Exercise objective :: Show every line of the listing below that contains the string "evenodd".

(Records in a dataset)

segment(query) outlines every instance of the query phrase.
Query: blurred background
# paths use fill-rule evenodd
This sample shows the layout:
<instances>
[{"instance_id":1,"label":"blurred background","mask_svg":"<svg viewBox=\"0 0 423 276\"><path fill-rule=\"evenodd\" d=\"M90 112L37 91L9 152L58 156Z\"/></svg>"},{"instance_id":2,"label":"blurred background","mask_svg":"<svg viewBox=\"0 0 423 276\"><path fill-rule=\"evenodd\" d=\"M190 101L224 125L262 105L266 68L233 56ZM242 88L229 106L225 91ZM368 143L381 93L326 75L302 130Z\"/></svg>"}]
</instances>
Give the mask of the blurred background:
* * *
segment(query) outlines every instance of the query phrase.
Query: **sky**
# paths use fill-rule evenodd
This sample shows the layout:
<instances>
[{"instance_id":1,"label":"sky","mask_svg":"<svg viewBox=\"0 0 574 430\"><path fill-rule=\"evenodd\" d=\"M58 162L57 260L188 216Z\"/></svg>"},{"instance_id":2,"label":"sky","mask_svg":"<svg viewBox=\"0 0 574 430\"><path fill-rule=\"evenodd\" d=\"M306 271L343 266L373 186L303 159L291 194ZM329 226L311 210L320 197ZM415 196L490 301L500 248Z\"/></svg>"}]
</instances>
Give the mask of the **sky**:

Result for this exercise ::
# paths use fill-rule evenodd
[{"instance_id":1,"label":"blurred background","mask_svg":"<svg viewBox=\"0 0 423 276\"><path fill-rule=\"evenodd\" d=\"M90 112L37 91L9 152L58 156Z\"/></svg>"},{"instance_id":2,"label":"blurred background","mask_svg":"<svg viewBox=\"0 0 423 276\"><path fill-rule=\"evenodd\" d=\"M190 101L224 125L262 105L266 68L233 56ZM242 88L229 106L225 91ZM368 143L381 93L326 75L302 130Z\"/></svg>"}]
# paths use fill-rule evenodd
[{"instance_id":1,"label":"sky","mask_svg":"<svg viewBox=\"0 0 574 430\"><path fill-rule=\"evenodd\" d=\"M58 162L57 260L188 216Z\"/></svg>"},{"instance_id":2,"label":"sky","mask_svg":"<svg viewBox=\"0 0 574 430\"><path fill-rule=\"evenodd\" d=\"M306 271L343 266L373 186L303 159L291 194ZM329 226L311 210L320 197ZM415 196L490 301L500 248Z\"/></svg>"}]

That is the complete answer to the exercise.